+++ Passage +++

Primarily, interlocking nails are metallic implants used for the repair of traumatic long bone fractures. They consist of a large diameter rod, inserted into a bone medullary cavity and secured to it with locking bolts going from one cortex to another and capturing the nail inside the medullary cavity. Thanks to its unique locking technology, the I-Loc can be used in a variety of fracture configurations including metaphyseal and periarticular fractures. The implant is designed to prevent post-operative instability through an innovative mechanical interlock between the nail and the bolts, which allows for immediate weight bearing activity. Interlocking nails may also be used to stabilize corrective osteotomy such as those performed in cases of medial patellar luxation secondary to severe femoral varus deformity.

Interlocking nails are not new to fracture repair. They actually have been the standard of care in human traumatology for several decades as they combine biological and mechanical advantages over plate systems. One of the biological advantages is the noninterferrence of the soft tissue envelope surround the fracture site. Thanks to their intramedullary insertion, they do not disrupt the periosteal blood supply, which is essential to bone healing following fracture. On a mechanical standpoint, previous generations of interlocking nails present slack, and acute instability due to mismatch between holes in the interlocking nail and the locking bolts, responsible for delay in bone healing. The advent of the nail to hold mechanical lock eliminated this design flaw thus advancing nailing technology in a similar way that locking plates revolutionized bone plating.

Alternative methods to interlocking nails include bone plates and screws, plate-rod combination, external skeletal fixation including tie-in configurations and pin/cerclage constructs. Interestingly, if an intramedullary implant can be used, it is very likely that an interlocking nail could be used too, provided that the medullary is a large enough diameter. Note that the I-Loc family is expanding towards smaller diameter implants with soon available a 4mm implant suitable for fracture repairs in cats and small dogs.

Bone plates and interlocking nail systems are not mutually exclusive. On a mechanical standpoint, the position of an interlocking nail within the medullary cavity enhance its ability to resist bending forces in all direction as opposed to bone plates which have strong anisotropic behaviors (their mechanical property highly depends on the direction of the applied force). This property is particularly suitable in cases where there is no load between implant and bone. In such instances, the implant affords all the forces occurring through the fracture site. Conversely, in cases where interfragmentary compression is desirable (such as intra-articular fractures) a bone plate might be better indicated, as it would allow for the placement of a lag screw. An additional major advantage of interlocking nails compared to bone plates is the absence of contouring need. Thanks to an intramedullary position and its unique hourglass shape, the I-Loc conforms perfectly to the cavity without any need for contouring.

The first surgical step is the insertion fo the nail into the medullary cavity. The nail insertion must be normograde to enable proper placement of the aiming guide or jig used for bolt insertion. The medullary cavity is prepared to accommodate the adequate nail (diameter and length) using a series of dedicated awls. The fracture is reduced and the preparation is carried into the distal fragment prior to inserting the final implant. The nail is introduced using a handle secured to an extension affixed temporarily to the nail. The handle is ergonomic to allow easy insertion and also serves as a base for the aiming jig used to accurately guide the drilling of the holes for the locking bolts. Once the bolt holes have been drilled, the bolts are secured to the interlocking nail thanks to the threaded Morse taper locking system. Since they do not require contouring and since implant insertion and fixation can be performed through remote incisions, interlocking nails are ideal for minimally invasive application. Using an interlocking nail following the principals of minimally invasive osteosynthesis is called MINO (as opposed to MIPO when using a bone plate) and is considered the standard of care in people.

+++

__Complete the following__.
#1 In the text on interlocking nails, copy word for word everything from "Alternative methods to" to "and small dogs.".
#2 According to the text on interlocking nails, what is the procedure called when an interlocking nail is used following the principles of minimally invasive osteosynthesis?
#3 Do these statements agree with the text on interlocking nails? Answer yes or no for each, quoting the words that decide it. (a) The I-Loc must be contoured before it fits the medullary cavity. (b) Nail insertion must be normograde. (c) Interlocking nails disrupt the periosteal blood supply.

+++ Data shown +++

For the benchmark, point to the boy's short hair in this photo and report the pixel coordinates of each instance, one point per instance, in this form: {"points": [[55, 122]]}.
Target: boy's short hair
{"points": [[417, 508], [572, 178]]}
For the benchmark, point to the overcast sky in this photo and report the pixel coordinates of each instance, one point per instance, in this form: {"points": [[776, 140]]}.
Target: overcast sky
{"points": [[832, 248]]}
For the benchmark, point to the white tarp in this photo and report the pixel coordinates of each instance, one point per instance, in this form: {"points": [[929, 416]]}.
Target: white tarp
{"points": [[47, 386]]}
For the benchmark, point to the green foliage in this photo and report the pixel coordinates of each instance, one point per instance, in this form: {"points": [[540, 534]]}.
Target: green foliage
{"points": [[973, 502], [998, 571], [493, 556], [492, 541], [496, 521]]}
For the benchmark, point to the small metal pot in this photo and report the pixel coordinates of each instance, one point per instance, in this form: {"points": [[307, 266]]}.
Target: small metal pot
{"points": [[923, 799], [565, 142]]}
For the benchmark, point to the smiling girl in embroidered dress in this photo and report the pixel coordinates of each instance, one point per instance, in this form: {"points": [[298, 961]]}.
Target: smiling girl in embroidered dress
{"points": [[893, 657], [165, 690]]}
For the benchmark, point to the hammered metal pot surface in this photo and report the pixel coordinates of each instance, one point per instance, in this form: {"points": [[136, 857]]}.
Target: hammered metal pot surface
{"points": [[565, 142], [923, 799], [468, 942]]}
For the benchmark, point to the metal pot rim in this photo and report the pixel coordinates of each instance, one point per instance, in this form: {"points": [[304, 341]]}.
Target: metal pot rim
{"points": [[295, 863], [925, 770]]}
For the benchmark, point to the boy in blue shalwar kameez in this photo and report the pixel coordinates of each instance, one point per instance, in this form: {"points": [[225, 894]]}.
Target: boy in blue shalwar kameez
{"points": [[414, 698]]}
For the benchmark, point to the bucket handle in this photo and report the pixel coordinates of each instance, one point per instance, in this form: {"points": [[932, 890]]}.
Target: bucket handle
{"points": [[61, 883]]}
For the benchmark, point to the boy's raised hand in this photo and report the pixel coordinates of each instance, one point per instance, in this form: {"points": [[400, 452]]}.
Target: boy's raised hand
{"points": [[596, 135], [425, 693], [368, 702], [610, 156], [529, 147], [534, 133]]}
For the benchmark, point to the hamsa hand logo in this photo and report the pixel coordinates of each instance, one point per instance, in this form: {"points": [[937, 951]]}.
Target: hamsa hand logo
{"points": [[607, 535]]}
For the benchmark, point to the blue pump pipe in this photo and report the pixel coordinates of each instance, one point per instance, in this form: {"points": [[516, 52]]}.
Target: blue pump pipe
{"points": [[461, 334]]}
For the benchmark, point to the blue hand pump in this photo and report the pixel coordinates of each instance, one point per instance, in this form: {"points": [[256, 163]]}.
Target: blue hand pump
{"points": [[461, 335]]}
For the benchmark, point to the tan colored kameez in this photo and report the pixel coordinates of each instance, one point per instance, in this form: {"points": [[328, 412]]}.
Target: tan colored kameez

+++

__Answers below__.
#1
Alternative methods to interlocking nails include bone plates and screws, plate-rod combination, external skeletal fixation including tie-in configurations and pin/cerclage constructs. Interestingly, if an intramedullary implant can be used, it is very likely that an interlocking nail could be used too, provided that the medullary is a large enough diameter. Note that the I-Loc family is expanding towards smaller diameter implants with soon available a 4mm implant suitable for fracture repairs in cats and small dogs.

#2 It is called MINO.

#3
(a) No: "the I-Loc conforms perfectly to the cavity without any need for contouring."
(b) Yes: "The nail insertion must be normograde to enable proper placement of the aiming guide or jig used for bolt insertion."
(c) No: "they do not disrupt the periosteal blood supply"